The technology used in the Ability House could be used in any home. It shows how many everyday inventions can be used by people with different kinds of disability. Indeed, everyone could enjoy most of these creative technological adaptations. The website Technology for Independence uses the latest web technology to provide visual walk-throughs of a home showcasing all the different technology. The website has two separate videos. It is designed to provide information about alternative methods to operate home appliances such as: doors, the bed, lights, windows, the telephone, TV, music system, curtains, blinds, air conditioner, heater and fans. When you enter the Ability House you can select the appliance and find the solution. This website is information only as AbilityTech is not a supplier of devices.
There’s a nice case study in Lifemark’s latest newsletter on a home built with universal design in mind. This is a key phrase, keeping it in mind. That means you can be creative with the design without focusing on a particular type of design or standard. The family home was also designed and built with wheelchair access in mind. When asked to name a favourite space, the wheelchair user said he didn’t have a favourite place, but he did like the “flow-through – in the morning it is bedroom, bathroom, dining table, without any sharp turns or back-tracking up hall. That would not be possible in any other house.” However, the flush level entry was greatly appreciated as well as level entry to the alfresco. Lots of pictures in the article and a note that it cost no more than a standard build. The title of the article is Everything Works Better for Everybody. There are more case studies on the Lifemark website. Photo courtesy Michael Field.
Auckland Council will be holding their universal design conference 6-7 September. Find out more on their conference website.
Because the majority of our homes are designed as if we are never going to grow old, most of us will need to modify our home as we age. That’s if you want to stay put, which is what most older people say is their preference. An easy to read and nicely presented report from Centre for Ageing Better in the UK gives an excellent overview of how home modification improves quality of life, mental health and overall independence. All good reasons for universally designing our homes from the start for the whole of our lives so modifications aren’t needed or are at least easier to do. Dwellings might be a “product” to property developers but for the rest of us a “home” is the pivot point for living our lives.
A great quote from a study participant to reflect upon, “You don’t get taught, at any point in your life, how to become an older person. It just sort of happens, you know…”. So waiting for consumers to ask for universal design isn’t going to work.
For a more academic take on a related issue of housing quality and health see a longitudinal study from UK.
The latest newsletter from Lifemark in New Zealand points out how many people fall and injure themselves at home. They also cut and burn themselves badly enough to need hospital treatment. How could such injuries be avoided? The newsletter article on Better Design, Safer Homes, has tips for stairs, bathrooms, kitchens, and entrances. There are more universal design tips in the Homescore self assessment tool. The article concludes, “A safer home benefits all occupants (and visitors), not just older people. Children, in particular will benefit from a design that recognises and addresses risk areas and by doing so creates a more liveable space for everyone”. There is more in their June newsletter.

-=-=-

**EXERCISE DETAILS**
Please give the title of the Lifemark article on the family home built with universal design, as named in the universal design text above.

-=-=-

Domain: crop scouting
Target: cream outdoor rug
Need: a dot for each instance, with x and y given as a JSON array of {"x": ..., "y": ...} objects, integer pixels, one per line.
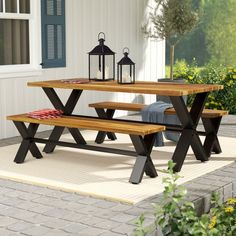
[{"x": 105, "y": 175}]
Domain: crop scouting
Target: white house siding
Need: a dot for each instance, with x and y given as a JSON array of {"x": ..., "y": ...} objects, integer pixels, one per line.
[{"x": 121, "y": 21}]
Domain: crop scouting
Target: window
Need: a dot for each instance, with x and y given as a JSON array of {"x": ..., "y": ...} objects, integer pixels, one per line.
[
  {"x": 14, "y": 32},
  {"x": 53, "y": 33}
]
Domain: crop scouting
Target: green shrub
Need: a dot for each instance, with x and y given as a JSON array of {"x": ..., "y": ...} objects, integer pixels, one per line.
[
  {"x": 211, "y": 74},
  {"x": 176, "y": 216}
]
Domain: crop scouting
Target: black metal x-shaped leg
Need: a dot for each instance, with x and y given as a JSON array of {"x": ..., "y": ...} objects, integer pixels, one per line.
[
  {"x": 211, "y": 143},
  {"x": 189, "y": 136},
  {"x": 143, "y": 148},
  {"x": 108, "y": 114},
  {"x": 67, "y": 110},
  {"x": 27, "y": 143}
]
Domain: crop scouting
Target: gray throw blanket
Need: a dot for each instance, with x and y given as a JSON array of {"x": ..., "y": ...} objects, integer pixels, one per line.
[{"x": 155, "y": 113}]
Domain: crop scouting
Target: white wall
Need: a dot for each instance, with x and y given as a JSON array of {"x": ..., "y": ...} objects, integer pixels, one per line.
[{"x": 121, "y": 21}]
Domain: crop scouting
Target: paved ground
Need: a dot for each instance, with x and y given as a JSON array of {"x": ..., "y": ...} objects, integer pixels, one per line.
[{"x": 32, "y": 210}]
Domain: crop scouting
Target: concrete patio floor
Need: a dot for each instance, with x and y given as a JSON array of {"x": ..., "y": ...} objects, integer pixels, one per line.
[{"x": 32, "y": 210}]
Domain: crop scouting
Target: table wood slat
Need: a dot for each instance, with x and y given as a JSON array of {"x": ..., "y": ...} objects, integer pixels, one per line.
[{"x": 141, "y": 87}]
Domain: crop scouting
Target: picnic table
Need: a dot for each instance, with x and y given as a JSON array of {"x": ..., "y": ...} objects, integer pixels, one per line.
[{"x": 189, "y": 118}]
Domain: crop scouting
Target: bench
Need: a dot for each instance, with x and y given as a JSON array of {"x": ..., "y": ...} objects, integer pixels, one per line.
[
  {"x": 211, "y": 120},
  {"x": 142, "y": 137}
]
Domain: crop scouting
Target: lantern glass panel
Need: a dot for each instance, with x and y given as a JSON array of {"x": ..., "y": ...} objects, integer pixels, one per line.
[
  {"x": 127, "y": 74},
  {"x": 101, "y": 67}
]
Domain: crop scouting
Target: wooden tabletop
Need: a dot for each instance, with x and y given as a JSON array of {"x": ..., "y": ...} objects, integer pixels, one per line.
[{"x": 141, "y": 87}]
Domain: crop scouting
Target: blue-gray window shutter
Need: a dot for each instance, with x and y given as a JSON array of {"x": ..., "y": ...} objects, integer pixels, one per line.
[{"x": 53, "y": 33}]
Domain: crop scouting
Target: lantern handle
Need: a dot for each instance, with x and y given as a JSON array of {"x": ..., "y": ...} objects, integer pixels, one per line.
[
  {"x": 126, "y": 50},
  {"x": 100, "y": 34}
]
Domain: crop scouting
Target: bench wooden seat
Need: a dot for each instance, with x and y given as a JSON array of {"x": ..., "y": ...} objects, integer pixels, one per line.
[
  {"x": 207, "y": 113},
  {"x": 142, "y": 136},
  {"x": 211, "y": 121}
]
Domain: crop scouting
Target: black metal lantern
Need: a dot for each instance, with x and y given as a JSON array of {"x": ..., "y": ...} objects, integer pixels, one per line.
[
  {"x": 101, "y": 61},
  {"x": 126, "y": 69}
]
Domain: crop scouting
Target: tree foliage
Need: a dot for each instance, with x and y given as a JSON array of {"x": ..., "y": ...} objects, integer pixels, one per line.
[
  {"x": 220, "y": 30},
  {"x": 214, "y": 38},
  {"x": 170, "y": 20}
]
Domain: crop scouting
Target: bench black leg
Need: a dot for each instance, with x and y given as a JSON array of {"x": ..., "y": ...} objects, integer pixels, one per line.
[
  {"x": 211, "y": 143},
  {"x": 67, "y": 109},
  {"x": 55, "y": 136},
  {"x": 27, "y": 142},
  {"x": 101, "y": 134},
  {"x": 143, "y": 147}
]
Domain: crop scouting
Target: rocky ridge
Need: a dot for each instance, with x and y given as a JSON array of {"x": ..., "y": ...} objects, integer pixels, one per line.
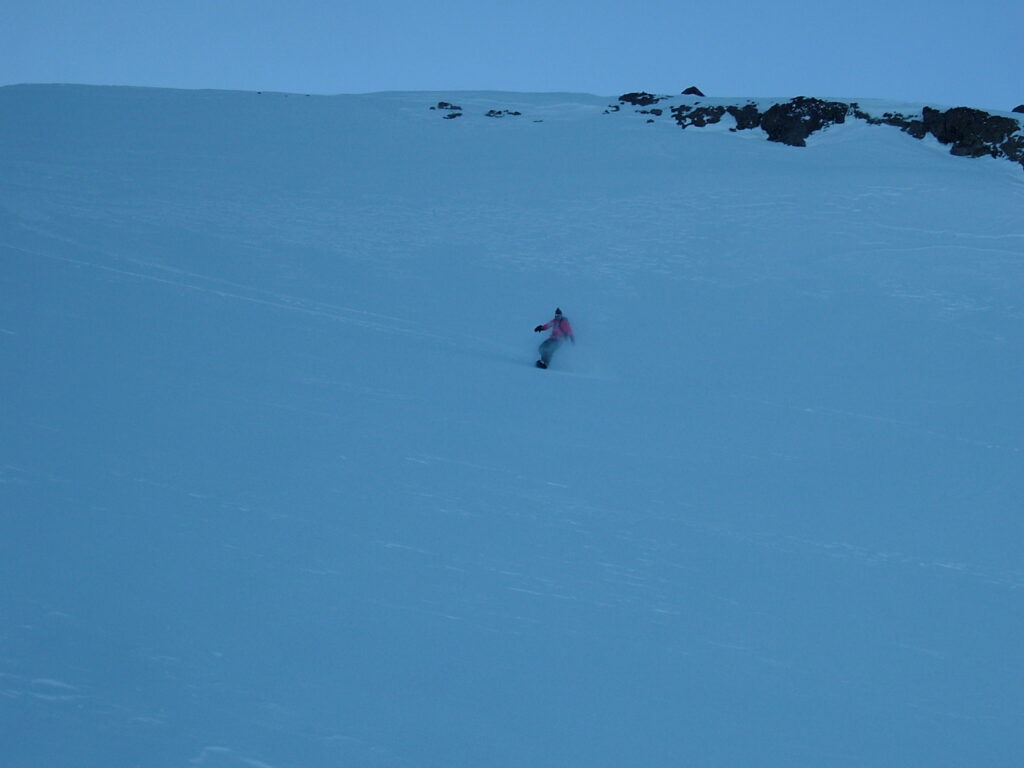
[{"x": 968, "y": 132}]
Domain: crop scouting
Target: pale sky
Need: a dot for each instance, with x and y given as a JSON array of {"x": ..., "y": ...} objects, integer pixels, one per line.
[{"x": 940, "y": 52}]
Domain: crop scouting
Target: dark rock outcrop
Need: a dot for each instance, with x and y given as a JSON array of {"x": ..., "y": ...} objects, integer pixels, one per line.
[
  {"x": 792, "y": 122},
  {"x": 452, "y": 110},
  {"x": 640, "y": 98}
]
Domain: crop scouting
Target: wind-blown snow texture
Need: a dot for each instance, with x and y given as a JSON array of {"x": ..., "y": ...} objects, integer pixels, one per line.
[{"x": 281, "y": 485}]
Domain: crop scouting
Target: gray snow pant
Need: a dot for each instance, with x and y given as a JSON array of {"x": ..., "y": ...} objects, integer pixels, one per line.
[{"x": 548, "y": 348}]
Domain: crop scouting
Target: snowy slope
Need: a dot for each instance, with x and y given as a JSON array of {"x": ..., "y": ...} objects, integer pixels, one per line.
[{"x": 280, "y": 485}]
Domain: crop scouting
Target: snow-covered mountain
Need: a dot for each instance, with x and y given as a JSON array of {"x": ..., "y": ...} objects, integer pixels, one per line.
[{"x": 280, "y": 484}]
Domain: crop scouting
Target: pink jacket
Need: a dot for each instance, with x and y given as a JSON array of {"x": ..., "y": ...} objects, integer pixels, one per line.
[{"x": 562, "y": 329}]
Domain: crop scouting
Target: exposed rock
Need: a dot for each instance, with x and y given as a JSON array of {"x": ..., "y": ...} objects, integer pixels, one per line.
[
  {"x": 974, "y": 133},
  {"x": 792, "y": 122},
  {"x": 452, "y": 110},
  {"x": 698, "y": 117},
  {"x": 640, "y": 98},
  {"x": 748, "y": 117}
]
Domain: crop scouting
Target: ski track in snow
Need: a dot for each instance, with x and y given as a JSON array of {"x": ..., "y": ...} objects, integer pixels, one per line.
[{"x": 380, "y": 538}]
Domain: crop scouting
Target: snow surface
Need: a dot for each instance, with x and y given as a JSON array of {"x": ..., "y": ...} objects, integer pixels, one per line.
[{"x": 282, "y": 487}]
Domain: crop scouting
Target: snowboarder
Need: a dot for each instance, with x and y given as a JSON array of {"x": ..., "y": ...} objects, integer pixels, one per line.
[{"x": 561, "y": 330}]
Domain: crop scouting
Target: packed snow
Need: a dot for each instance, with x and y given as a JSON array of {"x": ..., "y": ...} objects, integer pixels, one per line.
[{"x": 281, "y": 486}]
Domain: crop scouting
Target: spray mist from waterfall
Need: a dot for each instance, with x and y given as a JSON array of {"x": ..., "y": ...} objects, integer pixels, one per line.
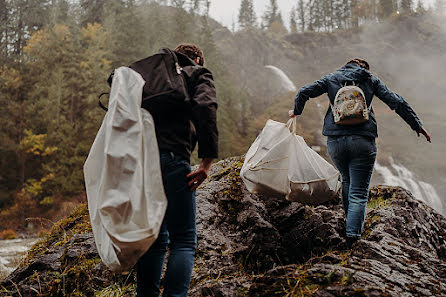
[
  {"x": 281, "y": 79},
  {"x": 398, "y": 175}
]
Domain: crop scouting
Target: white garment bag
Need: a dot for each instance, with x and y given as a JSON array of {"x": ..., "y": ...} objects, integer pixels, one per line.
[
  {"x": 280, "y": 163},
  {"x": 126, "y": 198}
]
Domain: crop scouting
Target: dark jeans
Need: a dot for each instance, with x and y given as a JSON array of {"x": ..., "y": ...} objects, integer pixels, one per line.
[
  {"x": 354, "y": 156},
  {"x": 178, "y": 228}
]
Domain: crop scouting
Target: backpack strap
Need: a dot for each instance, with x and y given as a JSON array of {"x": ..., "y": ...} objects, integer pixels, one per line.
[{"x": 175, "y": 58}]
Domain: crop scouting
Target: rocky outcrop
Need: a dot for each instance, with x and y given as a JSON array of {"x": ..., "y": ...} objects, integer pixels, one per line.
[{"x": 249, "y": 245}]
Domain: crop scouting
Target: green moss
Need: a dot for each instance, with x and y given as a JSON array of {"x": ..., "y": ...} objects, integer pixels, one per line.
[
  {"x": 371, "y": 220},
  {"x": 116, "y": 290},
  {"x": 379, "y": 202},
  {"x": 61, "y": 232}
]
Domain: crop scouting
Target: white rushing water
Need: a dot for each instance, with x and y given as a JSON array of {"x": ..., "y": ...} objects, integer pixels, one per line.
[
  {"x": 286, "y": 85},
  {"x": 11, "y": 252},
  {"x": 398, "y": 175}
]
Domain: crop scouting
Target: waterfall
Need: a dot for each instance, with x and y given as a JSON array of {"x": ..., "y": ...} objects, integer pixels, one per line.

-=-=-

**OUTPUT**
Everything Works Better for Everybody